In some ways the job of a monkey repeller is unique. But in many other ways, it is like any other contractual job where employees are devoid of any agency. Our focus was to look at how the inbuilt corruption of the contractual labour system played out in the context of this particular job and to then situate it in the world around us. A filmmaker or an artist cannot provide a solution to today’s political problems, but surely can identify them. This is the first and most important step: to make your audience aware of systemic errors in any system. The tragedy of migrant workers is not new. We have been witnessing it for years but refuse to acknowledge it. The chaos caused by the pandemic has exposed the fault lines in the system. In that sense, the pandemic has not really caused the tragedy, it has revealed an existing one. The images of women, men and children walking back to their homes after being abandoned by the cities, which are built on their labor, will haunt us forever. It is not difficult to picture our characters amongst them. I hope the film can help us in viewing this monumental tragedy as a logical conclusion of the system rather than a result of the system collapsing.
How was it shooting in the real locations of Delhi with all the population around?
Every shooting location has its unique challenges – be it the posh areas of Central Delhi or the unregulated colony where we shot the sequences of the family. One has to constantly think on the feet and adapt.
As far as the North block/Rajpath area is concerned, it was the perfect backdrop for the satire that we were trying to weave.  It houses all the important Government offices, including the Parliament House, and functions as the nerve centre of Indian democracy for all practical purposes. It is probably the most tightly guarded area in the country in terms of security.
══════════
■ **PROMPT 1**
Answer these questions from the interview about the monkey repeller film:
(a) According to the interview, what did the pandemic do to the tragedy of migrant workers, if it did not cause it?
(b) Which two kinds of shooting locations are named as having their own challenges?
(c) Which building does the interview name among the Government offices in the North Block/Rajpath area?
■ **PROMPT 2**
Write the next part of the interview about the monkey repeller film, starting after its last sentence, about security in the North Block/Rajpath area.
══════════
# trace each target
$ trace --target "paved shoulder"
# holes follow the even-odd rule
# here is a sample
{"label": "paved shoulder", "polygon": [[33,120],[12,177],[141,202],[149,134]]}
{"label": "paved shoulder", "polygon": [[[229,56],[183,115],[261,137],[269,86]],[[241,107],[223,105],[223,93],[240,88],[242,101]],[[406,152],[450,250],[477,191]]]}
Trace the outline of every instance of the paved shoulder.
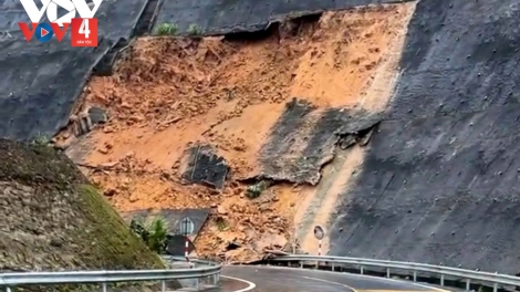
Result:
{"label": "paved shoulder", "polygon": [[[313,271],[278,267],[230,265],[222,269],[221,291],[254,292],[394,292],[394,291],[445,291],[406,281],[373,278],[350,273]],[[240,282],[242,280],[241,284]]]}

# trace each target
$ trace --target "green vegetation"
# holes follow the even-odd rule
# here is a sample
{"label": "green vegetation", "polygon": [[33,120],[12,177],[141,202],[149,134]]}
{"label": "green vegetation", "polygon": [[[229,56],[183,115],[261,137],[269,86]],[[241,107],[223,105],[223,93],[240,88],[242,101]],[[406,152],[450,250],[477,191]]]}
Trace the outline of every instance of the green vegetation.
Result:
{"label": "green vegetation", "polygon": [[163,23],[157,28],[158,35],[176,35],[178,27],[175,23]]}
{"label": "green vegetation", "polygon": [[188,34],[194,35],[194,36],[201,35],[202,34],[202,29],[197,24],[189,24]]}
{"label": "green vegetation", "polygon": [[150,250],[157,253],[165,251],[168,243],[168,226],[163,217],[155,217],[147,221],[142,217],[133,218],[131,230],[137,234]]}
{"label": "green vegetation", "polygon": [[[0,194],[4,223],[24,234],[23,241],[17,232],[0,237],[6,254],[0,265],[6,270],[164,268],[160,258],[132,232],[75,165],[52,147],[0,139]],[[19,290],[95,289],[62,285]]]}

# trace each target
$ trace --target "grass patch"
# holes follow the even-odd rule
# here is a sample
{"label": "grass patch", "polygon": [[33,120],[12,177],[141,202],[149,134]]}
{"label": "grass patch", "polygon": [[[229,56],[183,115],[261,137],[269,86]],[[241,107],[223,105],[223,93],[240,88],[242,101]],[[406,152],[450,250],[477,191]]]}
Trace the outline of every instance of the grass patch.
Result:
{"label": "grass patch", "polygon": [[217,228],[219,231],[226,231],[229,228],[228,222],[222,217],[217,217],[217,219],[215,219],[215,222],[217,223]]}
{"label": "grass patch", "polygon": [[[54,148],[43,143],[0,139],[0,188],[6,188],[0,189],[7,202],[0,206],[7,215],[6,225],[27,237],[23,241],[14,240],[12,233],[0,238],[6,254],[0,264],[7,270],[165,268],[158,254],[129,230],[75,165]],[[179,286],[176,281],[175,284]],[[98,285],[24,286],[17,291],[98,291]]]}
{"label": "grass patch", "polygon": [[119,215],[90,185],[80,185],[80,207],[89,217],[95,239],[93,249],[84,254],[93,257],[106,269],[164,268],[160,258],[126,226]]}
══════════
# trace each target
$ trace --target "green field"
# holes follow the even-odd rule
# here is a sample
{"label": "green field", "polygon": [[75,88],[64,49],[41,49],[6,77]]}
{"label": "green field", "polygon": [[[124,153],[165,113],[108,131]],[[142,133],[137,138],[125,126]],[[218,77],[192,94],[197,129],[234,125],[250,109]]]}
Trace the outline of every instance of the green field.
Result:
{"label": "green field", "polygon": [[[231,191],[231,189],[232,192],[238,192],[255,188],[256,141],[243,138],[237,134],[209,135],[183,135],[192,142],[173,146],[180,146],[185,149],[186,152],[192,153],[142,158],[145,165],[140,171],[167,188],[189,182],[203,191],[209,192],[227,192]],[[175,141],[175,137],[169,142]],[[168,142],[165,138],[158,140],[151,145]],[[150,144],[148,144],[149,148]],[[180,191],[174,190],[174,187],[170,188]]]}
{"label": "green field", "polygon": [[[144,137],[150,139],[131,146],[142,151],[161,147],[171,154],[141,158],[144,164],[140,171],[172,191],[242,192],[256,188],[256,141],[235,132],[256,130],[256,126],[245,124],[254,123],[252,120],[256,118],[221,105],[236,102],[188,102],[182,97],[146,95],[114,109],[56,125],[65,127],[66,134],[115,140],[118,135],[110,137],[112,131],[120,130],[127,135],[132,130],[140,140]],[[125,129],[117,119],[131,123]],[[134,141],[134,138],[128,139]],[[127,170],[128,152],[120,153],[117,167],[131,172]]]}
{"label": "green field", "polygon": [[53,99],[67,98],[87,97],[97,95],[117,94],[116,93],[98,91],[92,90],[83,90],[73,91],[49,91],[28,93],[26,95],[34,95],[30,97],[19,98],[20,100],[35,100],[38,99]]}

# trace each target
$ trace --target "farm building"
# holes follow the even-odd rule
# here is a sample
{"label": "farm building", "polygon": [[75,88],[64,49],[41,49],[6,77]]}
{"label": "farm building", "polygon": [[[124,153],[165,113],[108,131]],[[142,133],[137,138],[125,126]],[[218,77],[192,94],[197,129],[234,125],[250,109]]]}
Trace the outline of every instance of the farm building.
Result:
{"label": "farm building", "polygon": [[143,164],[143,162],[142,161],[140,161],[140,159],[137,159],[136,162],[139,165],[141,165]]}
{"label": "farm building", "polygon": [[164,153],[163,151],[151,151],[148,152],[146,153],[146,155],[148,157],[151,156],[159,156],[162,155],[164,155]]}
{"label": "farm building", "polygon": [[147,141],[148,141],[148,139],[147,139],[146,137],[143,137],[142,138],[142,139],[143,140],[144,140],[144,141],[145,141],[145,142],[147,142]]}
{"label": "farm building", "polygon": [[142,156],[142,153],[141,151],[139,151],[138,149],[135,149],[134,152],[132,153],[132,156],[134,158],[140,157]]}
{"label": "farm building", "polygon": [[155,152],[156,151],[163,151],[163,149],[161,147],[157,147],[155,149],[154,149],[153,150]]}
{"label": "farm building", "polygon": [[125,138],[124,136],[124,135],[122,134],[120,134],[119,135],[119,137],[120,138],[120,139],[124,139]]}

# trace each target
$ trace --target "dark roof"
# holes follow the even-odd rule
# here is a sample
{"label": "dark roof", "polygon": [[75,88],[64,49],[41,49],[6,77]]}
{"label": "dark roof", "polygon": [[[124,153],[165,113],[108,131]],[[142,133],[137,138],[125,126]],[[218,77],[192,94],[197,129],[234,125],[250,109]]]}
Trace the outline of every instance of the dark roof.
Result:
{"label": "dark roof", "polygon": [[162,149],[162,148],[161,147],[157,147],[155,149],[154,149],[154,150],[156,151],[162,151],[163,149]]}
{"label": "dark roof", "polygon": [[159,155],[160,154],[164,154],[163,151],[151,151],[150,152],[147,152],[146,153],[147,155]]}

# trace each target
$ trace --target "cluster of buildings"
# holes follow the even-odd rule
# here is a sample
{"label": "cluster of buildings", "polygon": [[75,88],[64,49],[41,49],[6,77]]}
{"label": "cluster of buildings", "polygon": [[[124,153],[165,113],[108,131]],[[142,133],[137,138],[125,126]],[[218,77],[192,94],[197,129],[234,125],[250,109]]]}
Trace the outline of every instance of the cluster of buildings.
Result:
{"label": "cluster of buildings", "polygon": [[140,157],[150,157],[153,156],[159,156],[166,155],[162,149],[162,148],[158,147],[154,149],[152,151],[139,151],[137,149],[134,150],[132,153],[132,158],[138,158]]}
══════════
■ **RESPONSE 1**
(a) It revealed an existing tragedy and exposed the fault lines in the system.
(b) The posh areas of Central Delhi and the unregulated colony where the family's sequences were shot.
(c) The Parliament House.

■ **RESPONSE 2**
It was paramount that the film was shot in the seat of power that it is situating itself in. However, (writer) Shubham and me wanted to look at this part of Delhi from a migrant working class gaze, meaning being both familiar and unique at the same time. We wanted the film to a have a certain matter of factness about it and to transform the physical spaces into cinematic and psychological landscapes. Only shooting permits cannot ensure that. One has to move beyond the ideas that have come to define film shootings. It wasn’t an intrusive shoot where we were invading our locations, but rather a shoot where we learnt to negotiate consent and carefully consider the space and time when we were shooting. Actors, rather than just concentrate on the written scene and dialogues, would try and match the energy of their surroundings and be a part of the overall mise-en-scene. This approach came with its own set of surprises and shocks. An accident would suddenly add value to the frame, and sometimes it just destroyed the whole planned scene. It was nerve-wracking experience that made us think on our feet and constantly question our ways. I think the collective experience of making documentary films really helped us in finding solutions on an everyday basis.
Which directors have influenced your work?
As far as Indian filmmakers are concerned, I have been a great admirer of Ritwik Ghatak’s films along with those of Satyajit Ray and Sayeed Mirza. As for filmmakers outside India – Werner Herzog, Azghar Farhadi, Alfred Hitchcock, Abbas Kiarostami, Jia Zhangke and many others have been figures of inspiration over a prolonged period of time.